— start of Excerpted records —

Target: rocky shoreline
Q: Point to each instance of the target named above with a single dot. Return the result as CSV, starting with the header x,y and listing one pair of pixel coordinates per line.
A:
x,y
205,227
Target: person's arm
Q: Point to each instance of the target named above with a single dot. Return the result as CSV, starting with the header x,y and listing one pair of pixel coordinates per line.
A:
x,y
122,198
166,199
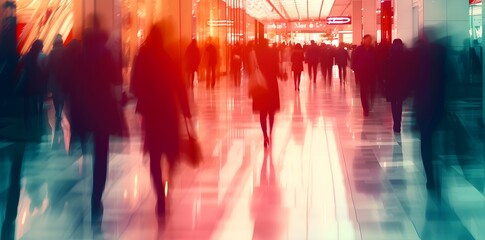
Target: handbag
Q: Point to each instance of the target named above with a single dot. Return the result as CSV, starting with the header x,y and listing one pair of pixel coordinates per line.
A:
x,y
257,81
190,148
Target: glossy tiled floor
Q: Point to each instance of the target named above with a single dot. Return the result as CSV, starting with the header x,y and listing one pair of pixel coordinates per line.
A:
x,y
330,174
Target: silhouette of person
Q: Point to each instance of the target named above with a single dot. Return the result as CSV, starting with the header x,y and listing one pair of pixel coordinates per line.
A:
x,y
212,58
236,64
312,60
327,57
398,80
365,71
297,58
54,65
341,59
192,61
35,77
267,101
430,61
159,87
93,105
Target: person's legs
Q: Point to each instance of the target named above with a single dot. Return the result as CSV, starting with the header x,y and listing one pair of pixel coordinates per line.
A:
x,y
271,122
363,96
396,107
427,156
315,67
213,76
100,171
298,80
156,175
262,120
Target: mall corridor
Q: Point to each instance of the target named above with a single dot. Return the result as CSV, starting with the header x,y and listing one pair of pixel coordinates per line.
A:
x,y
331,173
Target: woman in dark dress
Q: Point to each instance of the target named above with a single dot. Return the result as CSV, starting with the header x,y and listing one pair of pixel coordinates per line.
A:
x,y
266,102
158,85
398,80
297,58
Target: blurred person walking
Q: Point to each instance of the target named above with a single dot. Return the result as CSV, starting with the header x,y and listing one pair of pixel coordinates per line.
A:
x,y
326,59
364,63
266,100
55,65
297,59
398,80
34,84
312,57
192,61
94,108
159,87
211,56
236,64
430,61
341,59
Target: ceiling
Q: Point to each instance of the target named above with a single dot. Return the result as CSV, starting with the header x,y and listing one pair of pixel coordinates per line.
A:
x,y
297,10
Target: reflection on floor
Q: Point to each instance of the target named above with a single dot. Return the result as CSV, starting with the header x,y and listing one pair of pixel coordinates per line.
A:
x,y
330,174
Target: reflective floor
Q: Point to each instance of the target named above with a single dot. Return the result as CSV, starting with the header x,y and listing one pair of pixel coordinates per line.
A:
x,y
330,174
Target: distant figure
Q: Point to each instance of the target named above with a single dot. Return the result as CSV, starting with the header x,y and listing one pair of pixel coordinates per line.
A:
x,y
326,59
212,58
297,59
341,59
236,64
398,80
55,65
159,87
364,63
267,102
312,54
430,60
35,88
192,61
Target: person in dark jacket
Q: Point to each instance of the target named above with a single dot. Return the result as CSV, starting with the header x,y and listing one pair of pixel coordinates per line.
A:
x,y
158,85
312,57
94,103
327,57
397,80
54,65
192,61
430,60
341,59
35,88
297,59
211,56
267,102
364,63
236,63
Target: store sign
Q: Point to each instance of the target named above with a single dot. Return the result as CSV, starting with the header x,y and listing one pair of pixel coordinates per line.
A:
x,y
340,20
220,23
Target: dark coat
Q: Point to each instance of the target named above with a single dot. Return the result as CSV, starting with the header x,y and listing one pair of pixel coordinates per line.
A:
x,y
158,85
398,80
34,77
297,59
268,100
364,62
192,57
211,55
93,100
312,54
341,57
431,73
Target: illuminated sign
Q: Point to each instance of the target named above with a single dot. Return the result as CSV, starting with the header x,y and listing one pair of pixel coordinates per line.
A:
x,y
220,23
339,20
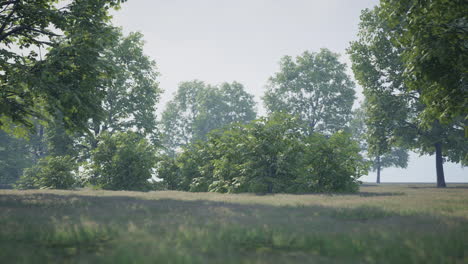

— end of Excerpted records —

### The request
Rewrite the part that opens with the line containing "Target: dark coat" and runs through the end of the entries, including both ends and every request. Multiply each x and y pixel coordinate in the answers by 1.2 and round to whole numbers, with halves rounding up, and leave the pictures out.

### Result of the exercise
Target: dark coat
Q: Point to each instance of the target named above with a single dot. Return the result as CSV, starting with the header x,y and listing one pair of pixel coordinates per line.
A:
x,y
190,102
478,96
41,92
356,71
322,120
437,74
230,68
253,66
112,120
374,65
409,68
517,88
Target: illuminated sign
Q: Point to each instance of the target named above with a single dot. Return the result as CSV, starting with the header x,y and listing one pair of pixel coordinates per line.
A:
x,y
264,28
407,24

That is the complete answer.